- ASSIGNED TASK: The whole listing below should be retyped exactly, without any images.
● ● ● ●
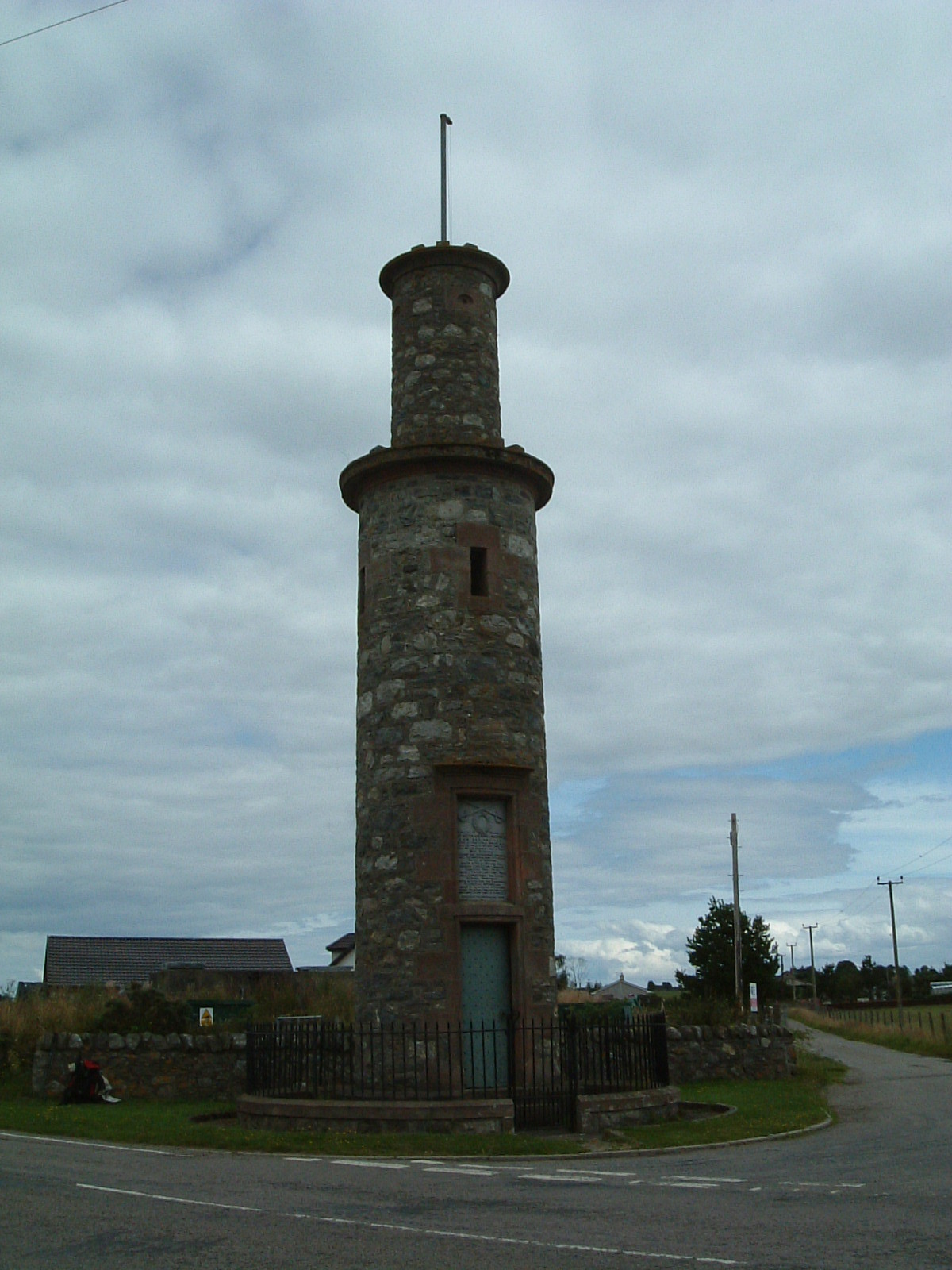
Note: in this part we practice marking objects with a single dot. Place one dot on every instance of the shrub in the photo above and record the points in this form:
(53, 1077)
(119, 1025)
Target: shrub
(144, 1010)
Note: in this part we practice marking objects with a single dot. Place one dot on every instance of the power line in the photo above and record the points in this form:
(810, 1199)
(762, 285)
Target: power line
(61, 23)
(924, 854)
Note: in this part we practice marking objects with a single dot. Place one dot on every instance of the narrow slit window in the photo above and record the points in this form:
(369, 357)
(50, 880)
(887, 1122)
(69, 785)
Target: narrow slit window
(479, 572)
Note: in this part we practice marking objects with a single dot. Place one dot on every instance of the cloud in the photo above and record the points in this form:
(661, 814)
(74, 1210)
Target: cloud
(727, 332)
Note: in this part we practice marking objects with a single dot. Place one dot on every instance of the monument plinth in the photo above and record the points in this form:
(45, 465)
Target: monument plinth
(454, 863)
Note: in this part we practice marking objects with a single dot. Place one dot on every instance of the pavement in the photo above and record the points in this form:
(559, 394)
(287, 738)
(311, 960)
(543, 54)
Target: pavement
(873, 1191)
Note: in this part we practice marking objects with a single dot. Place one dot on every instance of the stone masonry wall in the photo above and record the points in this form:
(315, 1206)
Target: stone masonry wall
(145, 1066)
(444, 677)
(738, 1052)
(446, 360)
(450, 664)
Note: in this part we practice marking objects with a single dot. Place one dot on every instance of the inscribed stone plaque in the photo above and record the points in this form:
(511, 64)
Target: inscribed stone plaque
(484, 867)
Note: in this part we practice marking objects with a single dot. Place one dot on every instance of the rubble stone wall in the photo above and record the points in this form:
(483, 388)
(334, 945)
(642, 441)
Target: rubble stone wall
(740, 1052)
(145, 1066)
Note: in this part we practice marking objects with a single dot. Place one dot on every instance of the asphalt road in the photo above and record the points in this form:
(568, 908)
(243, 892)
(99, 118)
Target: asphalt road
(876, 1191)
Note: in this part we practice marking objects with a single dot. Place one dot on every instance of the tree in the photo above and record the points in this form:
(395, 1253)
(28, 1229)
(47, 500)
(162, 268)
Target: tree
(711, 952)
(570, 972)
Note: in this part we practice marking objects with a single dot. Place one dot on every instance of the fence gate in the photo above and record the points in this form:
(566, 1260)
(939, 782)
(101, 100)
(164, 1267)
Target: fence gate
(545, 1077)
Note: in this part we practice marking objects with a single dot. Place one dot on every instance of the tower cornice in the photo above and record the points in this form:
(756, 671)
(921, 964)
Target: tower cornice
(466, 257)
(387, 464)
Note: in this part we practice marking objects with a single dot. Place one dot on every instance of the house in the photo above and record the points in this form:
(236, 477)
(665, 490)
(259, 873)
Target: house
(621, 991)
(74, 962)
(343, 952)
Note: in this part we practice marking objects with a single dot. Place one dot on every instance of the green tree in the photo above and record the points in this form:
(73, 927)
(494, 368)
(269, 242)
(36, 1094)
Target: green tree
(711, 952)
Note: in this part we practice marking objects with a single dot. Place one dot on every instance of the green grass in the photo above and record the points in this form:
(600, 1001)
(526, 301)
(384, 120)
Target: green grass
(763, 1108)
(911, 1041)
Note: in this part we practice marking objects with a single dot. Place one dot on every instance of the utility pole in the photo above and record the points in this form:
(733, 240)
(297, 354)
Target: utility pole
(738, 983)
(812, 967)
(890, 883)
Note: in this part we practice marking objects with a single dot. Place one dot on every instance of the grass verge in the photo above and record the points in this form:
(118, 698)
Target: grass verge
(909, 1041)
(763, 1108)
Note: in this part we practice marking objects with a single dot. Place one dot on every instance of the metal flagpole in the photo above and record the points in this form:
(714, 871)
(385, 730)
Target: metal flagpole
(444, 122)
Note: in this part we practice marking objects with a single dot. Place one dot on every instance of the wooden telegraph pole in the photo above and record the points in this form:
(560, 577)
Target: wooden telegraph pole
(812, 965)
(738, 982)
(895, 946)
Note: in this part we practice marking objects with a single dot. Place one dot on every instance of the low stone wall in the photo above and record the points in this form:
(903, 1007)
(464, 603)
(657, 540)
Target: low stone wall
(594, 1113)
(146, 1066)
(457, 1115)
(762, 1052)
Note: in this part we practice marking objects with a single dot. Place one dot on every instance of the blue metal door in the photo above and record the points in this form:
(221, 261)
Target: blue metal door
(486, 1003)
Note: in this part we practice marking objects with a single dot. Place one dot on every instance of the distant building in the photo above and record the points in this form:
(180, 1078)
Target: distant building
(621, 991)
(74, 962)
(343, 952)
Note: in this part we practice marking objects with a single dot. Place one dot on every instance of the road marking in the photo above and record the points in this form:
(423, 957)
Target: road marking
(97, 1146)
(433, 1232)
(559, 1178)
(467, 1172)
(169, 1199)
(701, 1178)
(689, 1185)
(596, 1172)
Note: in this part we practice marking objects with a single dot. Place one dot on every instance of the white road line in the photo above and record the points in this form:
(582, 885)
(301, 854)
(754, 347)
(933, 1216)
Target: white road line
(559, 1178)
(596, 1172)
(471, 1172)
(169, 1199)
(97, 1146)
(433, 1232)
(701, 1178)
(687, 1185)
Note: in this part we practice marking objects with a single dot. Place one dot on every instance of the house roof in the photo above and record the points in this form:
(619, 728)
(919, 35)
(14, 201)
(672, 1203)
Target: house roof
(344, 944)
(620, 991)
(74, 960)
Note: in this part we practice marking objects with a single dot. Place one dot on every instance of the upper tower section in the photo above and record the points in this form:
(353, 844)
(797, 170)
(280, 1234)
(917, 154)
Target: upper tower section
(446, 359)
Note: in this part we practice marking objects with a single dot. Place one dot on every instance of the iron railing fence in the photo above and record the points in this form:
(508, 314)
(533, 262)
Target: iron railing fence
(543, 1064)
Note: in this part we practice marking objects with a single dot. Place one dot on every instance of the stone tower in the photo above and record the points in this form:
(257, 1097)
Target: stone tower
(454, 864)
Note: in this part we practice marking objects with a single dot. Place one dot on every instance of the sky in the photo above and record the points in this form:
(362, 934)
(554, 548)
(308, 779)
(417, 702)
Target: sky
(729, 332)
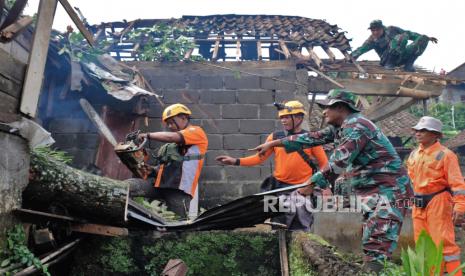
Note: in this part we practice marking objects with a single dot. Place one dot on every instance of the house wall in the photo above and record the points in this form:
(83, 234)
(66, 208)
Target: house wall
● ● ● ●
- ANSWER FOR THE TASK:
Note: in this part we practice marking objects with a single dot. Place one dot on every instance of the shrub in the photo above and record the points in this form:
(53, 1077)
(119, 1025)
Target: shrub
(144, 1010)
Note: in this part we practice marking objects with a single dot. Place one dot on every instance of the power line in the photo above and record the points in this form:
(810, 1199)
(762, 285)
Target: power line
(61, 23)
(924, 854)
Note: in this part we practice marking objects with a single dot. Place one dot on every instance of the narrow slit window in the photo above and record the points in this form:
(369, 357)
(50, 880)
(887, 1122)
(69, 785)
Target: narrow slit window
(479, 572)
Note: in this part we practice marking objects with a single dot. Place one dot on every instance of the cloud in the photo above and record the points in this form:
(661, 814)
(74, 1210)
Target: cloud
(727, 332)
Note: in this part we practice marking objects with a single dot. Place one dot on every instance of the monument plinth in the photo above and record the points in this form:
(45, 465)
Target: monument plinth
(454, 863)
Note: in this part we practice marking objects with a single dot. Place one dot on every instance of the pavement in the photo above and record the points in this form:
(559, 394)
(287, 738)
(311, 960)
(543, 54)
Target: pavement
(873, 1191)
Note: in this part we practice marking objects with a single dot. Place one dot on every instance of the stone masonry wall in the photo above and record the points in this form:
(315, 1206)
Target: stone masonry wall
(145, 1066)
(444, 677)
(738, 1052)
(446, 360)
(450, 664)
Note: in this part we practice marking objects with a single dot. Place one dot on every instance of the inscribed stone plaque in the photo above and record the points in this form:
(511, 64)
Target: inscribed stone plaque
(484, 867)
Note: in this part we practice marking objects with a single dot. Place one dot on every instance of the rubble stone wall in the photo above and record the points in this form:
(483, 388)
(334, 945)
(642, 441)
Target: rubble stone wall
(740, 1052)
(145, 1066)
Note: in this part we practice marking objects with a single dot. Place one dot on every instance of the asphalt road in the photo above and record the points in this form:
(568, 908)
(243, 892)
(99, 118)
Target: asphalt road
(876, 1191)
Note: in this part we practice marking objects with a single dot. Place one dot on every instance of the tree in the photo above and record the points in this form:
(395, 1253)
(28, 1229)
(47, 500)
(162, 268)
Target: tree
(711, 952)
(570, 972)
Note: in this part we practice marking objects with a single dot. Place one dot on every instance of the fence gate in the photo above and record the points in this form:
(566, 1260)
(939, 782)
(101, 100)
(164, 1267)
Target: fence gate
(545, 1077)
Note: in this part we practice marking objects with a single dot. Place one dot on every instance of the tower cornice in the photo above and record the points in this form:
(756, 671)
(921, 964)
Target: tower cornice
(466, 257)
(387, 464)
Note: in this part we practice marking objects with a single dot. Place one dot on every instance of the house in the photo above and record the points in this form:
(236, 477)
(665, 490)
(259, 873)
Target: house
(621, 991)
(74, 962)
(343, 952)
Note: in this part we practice marking objects with a single dot. Place one dot on every instance of the green tree in the photo above and record the points in this form:
(73, 927)
(494, 368)
(269, 242)
(36, 1094)
Target: green tree
(711, 952)
Note: in this part we practice marking objects with a single dot. Place one dot on every instance of the green grass in the photo above and record the points in this form:
(600, 1001)
(526, 301)
(384, 120)
Target: green grass
(763, 1108)
(911, 1041)
Note: in this part we practice marking objects with a single dot. Place one dot on every instance of the utility pole in the photo above and record the points in this form:
(733, 240)
(297, 354)
Target: utility pole
(738, 983)
(812, 967)
(890, 883)
Note: in this part we practice marking objects with a single dot. Place one dot on every instance of the grass verge in the photo above and record the points in this form:
(118, 698)
Target: grass verge
(909, 1041)
(763, 1108)
Note: in this part we practice marking objects with a single dot. Place one dot on every instance of the metal flagpole in the photo above and record the points in this form:
(714, 871)
(385, 730)
Target: metal flagpole
(444, 122)
Note: in this part we practice marking objects with a single dot. Place one dot on every instance of the wooden telegraph pole in the photo above and record the points in this form:
(560, 577)
Target: wooden telegraph pole
(812, 965)
(738, 982)
(895, 946)
Note: in this part we practice marking objects with a single dot. Place one dot on every instance of the low stone wall in the photo above and record the points in this form:
(903, 1007)
(464, 603)
(657, 540)
Target: low stone wall
(594, 1113)
(146, 1066)
(457, 1115)
(762, 1052)
Note: in this part we practice marking objects with a single dot. Place one dot on every instance of the blue metal door in the photo above and record the points in this form:
(221, 261)
Target: blue metal door
(486, 1003)
Note: in this part we practice marking objects with a single dot. Place one dot on every instance of the distant building in the photo above and record the points in this form:
(180, 1078)
Target: distant building
(621, 991)
(74, 962)
(343, 952)
Note: in this part we practice marking objects with a single dot. Place one dot on every instance of the road marking in the photo above and record the points in this form:
(423, 957)
Target: road marking
(97, 1146)
(433, 1232)
(559, 1178)
(467, 1172)
(169, 1199)
(701, 1178)
(689, 1185)
(596, 1172)
Note: in this part we practice marking objects with a single dot. Place one dot on every instance of the white road line in the photo above and record the points in this form:
(582, 885)
(301, 854)
(754, 347)
(933, 1216)
Target: white road line
(559, 1178)
(596, 1172)
(471, 1172)
(169, 1199)
(97, 1146)
(433, 1232)
(701, 1178)
(687, 1185)
Note: in this part we practice marking objects with a single dot. Place one dot on every instance of the house roof in the photo above and record the points in this form:
(619, 728)
(919, 35)
(14, 201)
(672, 1203)
Target: house roof
(344, 944)
(620, 991)
(74, 960)
Note: in this part we practice marking objects with a single dot. Place one dot on every instance of the upper tower section in the photo above and record the points in this form:
(353, 844)
(797, 170)
(280, 1234)
(917, 154)
Target: upper tower section
(446, 359)
Note: in this part we practice marking objects with a single dot. Place one dot on every instance of the iron railing fence in the photo above and record the points in this form:
(508, 314)
(533, 262)
Target: iron railing fence
(543, 1064)
Note: in this part we practice marking objects with a single dot. Place one dot on every instance of the stone tower in the photo above and record the points in this form:
(257, 1097)
Target: stone tower
(454, 864)
Note: in this part we practice marking objects with a single dot. Place one dot on every instance of the sky in the photo above and record the points in this form:
(362, 934)
(554, 548)
(308, 779)
(417, 702)
Target: sky
(729, 332)
Note: in this part we practice marking objects with a single dot. Place one dot on every instance of the house wall in the photo above and record the points in this form:
(83, 234)
(66, 208)
Target: house wall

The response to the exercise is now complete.